- [Work instructions]:
The entries below should be repeated exactly, with no pictures carried over.
(Supplied material Opens)
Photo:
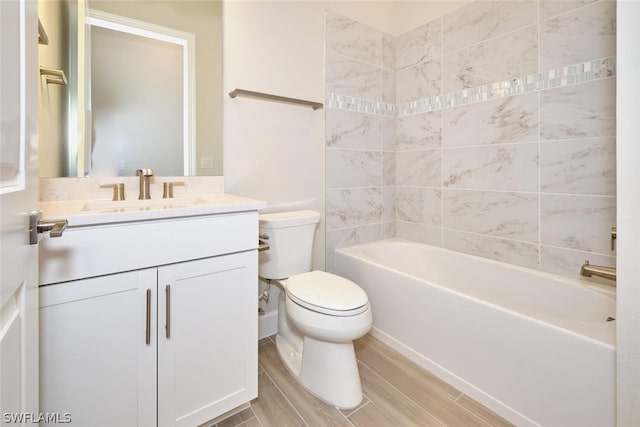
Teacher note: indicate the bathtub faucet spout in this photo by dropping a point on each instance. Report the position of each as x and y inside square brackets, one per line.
[589, 270]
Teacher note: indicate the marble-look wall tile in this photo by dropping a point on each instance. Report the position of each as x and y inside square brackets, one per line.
[482, 20]
[351, 77]
[511, 55]
[347, 37]
[568, 262]
[580, 111]
[353, 207]
[419, 81]
[388, 203]
[388, 168]
[579, 36]
[578, 222]
[420, 131]
[388, 229]
[388, 51]
[502, 121]
[348, 129]
[353, 168]
[419, 233]
[389, 133]
[500, 214]
[510, 251]
[552, 8]
[388, 87]
[343, 238]
[419, 168]
[512, 167]
[583, 166]
[421, 205]
[419, 45]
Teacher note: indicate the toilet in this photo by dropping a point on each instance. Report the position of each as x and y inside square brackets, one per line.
[319, 314]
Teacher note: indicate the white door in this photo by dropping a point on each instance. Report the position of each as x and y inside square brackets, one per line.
[18, 197]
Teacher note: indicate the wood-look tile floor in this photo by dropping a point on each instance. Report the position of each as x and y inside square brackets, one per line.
[397, 392]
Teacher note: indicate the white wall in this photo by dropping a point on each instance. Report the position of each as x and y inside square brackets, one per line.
[274, 151]
[628, 315]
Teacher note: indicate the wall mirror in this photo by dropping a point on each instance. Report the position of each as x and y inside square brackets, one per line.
[108, 120]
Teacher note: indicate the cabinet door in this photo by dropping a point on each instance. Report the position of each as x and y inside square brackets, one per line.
[96, 364]
[207, 338]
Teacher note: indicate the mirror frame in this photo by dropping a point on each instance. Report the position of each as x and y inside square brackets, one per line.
[144, 29]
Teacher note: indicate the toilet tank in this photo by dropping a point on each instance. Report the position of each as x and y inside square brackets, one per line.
[290, 238]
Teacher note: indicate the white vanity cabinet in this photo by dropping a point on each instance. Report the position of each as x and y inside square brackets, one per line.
[166, 334]
[94, 362]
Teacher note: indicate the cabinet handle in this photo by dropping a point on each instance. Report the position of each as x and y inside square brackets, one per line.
[148, 317]
[168, 325]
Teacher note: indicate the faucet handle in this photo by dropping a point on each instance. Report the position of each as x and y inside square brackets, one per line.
[167, 189]
[144, 172]
[118, 190]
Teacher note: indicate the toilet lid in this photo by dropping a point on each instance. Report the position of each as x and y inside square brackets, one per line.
[327, 293]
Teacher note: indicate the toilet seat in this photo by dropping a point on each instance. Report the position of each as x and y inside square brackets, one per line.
[327, 293]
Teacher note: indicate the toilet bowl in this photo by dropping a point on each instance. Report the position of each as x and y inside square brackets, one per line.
[319, 313]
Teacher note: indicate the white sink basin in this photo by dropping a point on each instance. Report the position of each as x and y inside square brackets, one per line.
[108, 205]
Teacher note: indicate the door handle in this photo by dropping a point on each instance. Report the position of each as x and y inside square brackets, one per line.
[148, 319]
[37, 226]
[167, 290]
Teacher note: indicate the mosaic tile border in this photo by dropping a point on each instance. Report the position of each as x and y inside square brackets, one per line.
[344, 102]
[583, 72]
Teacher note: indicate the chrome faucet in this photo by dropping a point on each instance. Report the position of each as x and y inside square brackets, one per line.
[589, 270]
[144, 175]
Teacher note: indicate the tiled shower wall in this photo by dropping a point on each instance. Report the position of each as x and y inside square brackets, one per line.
[497, 138]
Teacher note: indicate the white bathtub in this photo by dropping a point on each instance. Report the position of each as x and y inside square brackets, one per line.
[535, 347]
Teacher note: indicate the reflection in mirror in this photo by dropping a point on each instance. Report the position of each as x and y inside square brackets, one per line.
[62, 136]
[141, 91]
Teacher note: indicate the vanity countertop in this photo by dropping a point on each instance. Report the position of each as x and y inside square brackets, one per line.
[92, 212]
(Supplied material Closes)
- [Expected output]:
Photo:
Teacher note: indicate the bathtub faucet spout in this photo by dropping a point on each instance. Report the position of each as x and y inside square brackets, one per line.
[589, 270]
Teacher note: indicate the marble-look wall tile in this photo by dropping a point on each instance. Report the position of each as x and y inside square brackets, one per line.
[482, 20]
[351, 77]
[511, 55]
[347, 37]
[568, 262]
[580, 111]
[353, 207]
[419, 81]
[388, 203]
[388, 168]
[579, 36]
[578, 222]
[420, 131]
[388, 229]
[388, 51]
[502, 121]
[348, 129]
[353, 168]
[419, 233]
[389, 133]
[500, 214]
[510, 251]
[552, 8]
[388, 87]
[343, 238]
[419, 168]
[512, 167]
[583, 166]
[421, 205]
[419, 45]
Teacher note: indicate the toilet in this photo by dropping a point on each instance. Report the position of each as x and y inside square brackets, one per line.
[319, 314]
Teacher note: indicate the white door in this photo by dropping a point on each instance. Report the position of each as x and y inside square brackets, one per line.
[18, 197]
Teacher note: indicate the wood-look tile floor in this photo by dropping a point on each instance. Report the position of each as x and y inside square brackets, one per line.
[397, 392]
Teacher note: indicate the white wall in this photo by dropping a point on each instance. Report the position of each as x and y inside square brackets, one per line.
[274, 151]
[628, 315]
Teacher note: indicate the wall mirror in this photo by dropping a point on each instance. Report the position of each as x and y inside square brackets, one per line.
[108, 120]
Teacher note: indicate the cabinet door in this photo by dropping a point on each instance. Report the position of each as x and y inside square brackets, one per line.
[96, 364]
[207, 338]
Teacher note: indicate the mirror frame in this photo by dropping a point on each instance. Report the position of each as x and y inside square brackets, one per line.
[144, 29]
Teacher note: indicate the toilet tank in this photo by dropping a point on each instance. Report the position of each as x and y inside square brackets, one per line.
[290, 238]
Teacher note: indicate the white vanity cabinet in this photo by dropping a point on each instance. Report the position of each as x and y inside square brackets, one per line.
[166, 334]
[94, 362]
Teacher note: indicate the cabinet handle in this photo by dropping a point on each instance. Report the position of each as x and y inside square brackets, one per line.
[148, 317]
[168, 325]
Teacher note: indicate the faucet handle in this photo by dropping a point on each instance. Report the position of each as x and y inside square brackets, one per line.
[167, 189]
[144, 172]
[118, 190]
Teacher note: indicate the toilet lid in this photo by dropping a point on each instance. Report the position of each as x and y inside square brackets, one per line.
[327, 293]
Teacher note: indicate the toilet seat in this photo by dropping a point on each instance. Report the position of each as x and y inside square brackets, one per line.
[327, 293]
Teacher note: indicate the toilet bowl in this photo by dropping a point on each instance. Report the position of each as x and y inside square brackets, one per line.
[319, 313]
Teacher note: indicate the white sink basin in this photo by dropping a point on each instance. Report the position of each as x and y inside square brackets, one per line.
[108, 205]
Teacher note: indicate the door handle in this photo by dropping a point on each instance. Report the position of each as x and y inside square brackets, one per line.
[148, 319]
[37, 226]
[167, 290]
Teacher note: indicate the mosaic tile border in this photo by dropping a point on each instance. Report the position of each as x and y inside square brackets, one per line.
[344, 102]
[583, 72]
Teacher note: indicate the chrome faucet in this photo by dropping a point on each instance. Report the position of each as x and y inside square brackets, one per line.
[589, 270]
[144, 175]
Teacher note: indicate the tiled shower wall in this photo by dropping a point on each instance. Report the position of each as x and y inside square brackets, one per line.
[497, 138]
Teacher note: indicate the white bathtub in this photo by dropping a point on each instance. Report the position of each as x and y inside square brackets, one per line.
[535, 347]
Teacher note: indicate the reflection in mirror in this photo by dropping a point on each instance. Report the position of each as x and y inside square brackets, one per line.
[62, 136]
[141, 91]
Teacher note: indicate the vanity countertop in this photo by dropping a point on each instance. Report the position of each as x and y inside square brackets, one per line.
[92, 212]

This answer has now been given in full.